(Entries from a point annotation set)
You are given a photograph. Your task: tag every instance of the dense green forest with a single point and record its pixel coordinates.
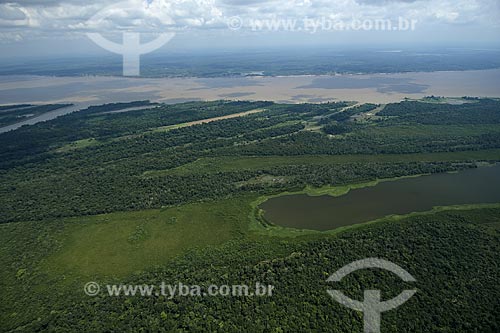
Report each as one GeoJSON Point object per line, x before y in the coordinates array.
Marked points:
{"type": "Point", "coordinates": [11, 114]}
{"type": "Point", "coordinates": [166, 193]}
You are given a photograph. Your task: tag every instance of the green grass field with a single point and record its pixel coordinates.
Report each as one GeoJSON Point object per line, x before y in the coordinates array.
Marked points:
{"type": "Point", "coordinates": [119, 244]}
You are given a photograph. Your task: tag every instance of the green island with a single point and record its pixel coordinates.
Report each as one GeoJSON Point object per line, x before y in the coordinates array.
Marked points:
{"type": "Point", "coordinates": [173, 192]}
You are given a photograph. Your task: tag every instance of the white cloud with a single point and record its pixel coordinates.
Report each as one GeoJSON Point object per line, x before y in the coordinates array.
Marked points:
{"type": "Point", "coordinates": [25, 17]}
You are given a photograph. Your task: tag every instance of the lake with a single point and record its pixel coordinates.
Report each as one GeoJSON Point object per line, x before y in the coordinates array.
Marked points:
{"type": "Point", "coordinates": [472, 186]}
{"type": "Point", "coordinates": [367, 88]}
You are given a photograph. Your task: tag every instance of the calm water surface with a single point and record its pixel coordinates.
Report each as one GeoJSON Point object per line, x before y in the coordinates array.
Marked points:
{"type": "Point", "coordinates": [403, 196]}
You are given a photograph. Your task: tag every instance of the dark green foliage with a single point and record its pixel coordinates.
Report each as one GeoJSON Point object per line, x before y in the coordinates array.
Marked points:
{"type": "Point", "coordinates": [452, 255]}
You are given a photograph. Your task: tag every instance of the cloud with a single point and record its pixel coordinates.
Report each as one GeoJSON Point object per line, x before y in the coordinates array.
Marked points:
{"type": "Point", "coordinates": [58, 17]}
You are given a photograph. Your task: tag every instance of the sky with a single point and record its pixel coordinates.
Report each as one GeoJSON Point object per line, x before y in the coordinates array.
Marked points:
{"type": "Point", "coordinates": [56, 27]}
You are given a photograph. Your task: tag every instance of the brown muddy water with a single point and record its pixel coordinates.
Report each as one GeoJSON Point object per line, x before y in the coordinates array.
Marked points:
{"type": "Point", "coordinates": [472, 186]}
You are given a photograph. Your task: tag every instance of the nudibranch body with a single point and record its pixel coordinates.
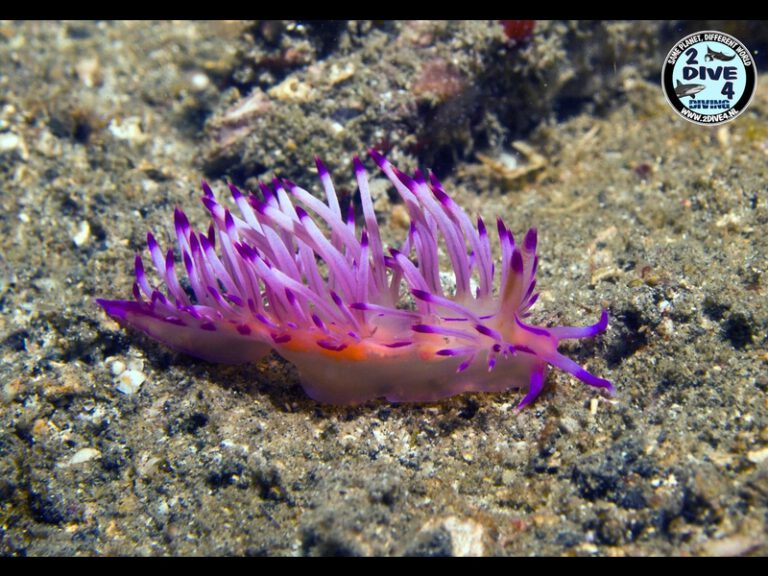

— STATED TASK —
Format every line of the entries above as a numbered list, skipping blank lines and leaving the pictures out.

— CORRECT ANSWER —
1. You are given a photograph. Your task: tag every instance of the dense green forest with a single point and record its pixel coordinates.
2. Report each as one GeoJSON Point object per line, x before y in the coordinates array.
3. Marked points:
4. {"type": "Point", "coordinates": [11, 114]}
5. {"type": "Point", "coordinates": [166, 193]}
6. You are given a photograph. Your task: tag every instance of the green grass field with a single point and record its pixel coordinates.
7. Report each as one GeoJSON Point object per line, x before y in the coordinates array.
8. Marked points:
9. {"type": "Point", "coordinates": [119, 244]}
10. You are given a photograph. Your task: tag every instance of the green island with a single point and record its pixel coordinates.
11. Report each as one GeoJSON Point object per line, x before y in the coordinates array.
12. Marked points:
13. {"type": "Point", "coordinates": [173, 192]}
14. You are given a photograph. Your task: tag every instance of the white cloud with a single point and record its pixel coordinates.
15. Report each as one GeoJSON Point object per line, x before y in the coordinates array.
16. Marked points:
17. {"type": "Point", "coordinates": [25, 17]}
18. You are given a photograph. Your task: tag every instance of the lake with a single point and record its pixel coordinates.
19. Report each as one GeoJSON Point object per line, x before y in the coordinates array.
20. Marked points:
21. {"type": "Point", "coordinates": [472, 186]}
22. {"type": "Point", "coordinates": [367, 88]}
23. You are given a photograph. Your task: tag every instance of the calm water surface with a single point and record its pixel coordinates.
24. Report each as one GeoJSON Point object per line, x before y in the coordinates array.
25. Marked points:
26. {"type": "Point", "coordinates": [403, 196]}
27. You are given a photograph. Your task: tag every instance of the dark green foliage with a single point and record its pixel coordinates.
28. Report each as one GeoJSON Point object per line, x before y in the coordinates array.
29. Marked points:
30. {"type": "Point", "coordinates": [452, 255]}
31. You are given a photograph. Your task: tag every instance of the cloud with a single point and record its pixel coordinates.
32. Report each as one GeoJSON Point object per line, x before y in the coordinates array.
33. Marked points:
34. {"type": "Point", "coordinates": [58, 17]}
35. You are given a photograph. Your task: tag every instance of the sky with a single point and record its pixel coordinates.
36. Report each as one GeoJSON Point object per line, x before y in the coordinates array.
37. Marked points:
38. {"type": "Point", "coordinates": [56, 27]}
39. You are given a photograph. Your task: tag every instance of the brown muddy water with a single point and record its pixel coordinates.
40. Report each as one GeoJSON Point object per line, x before y in the coordinates array.
41. Marked points:
42. {"type": "Point", "coordinates": [472, 186]}
43. You are given a photograph. Your task: tag every instance of the nudibranch body with a single point and record its pixel coordinates.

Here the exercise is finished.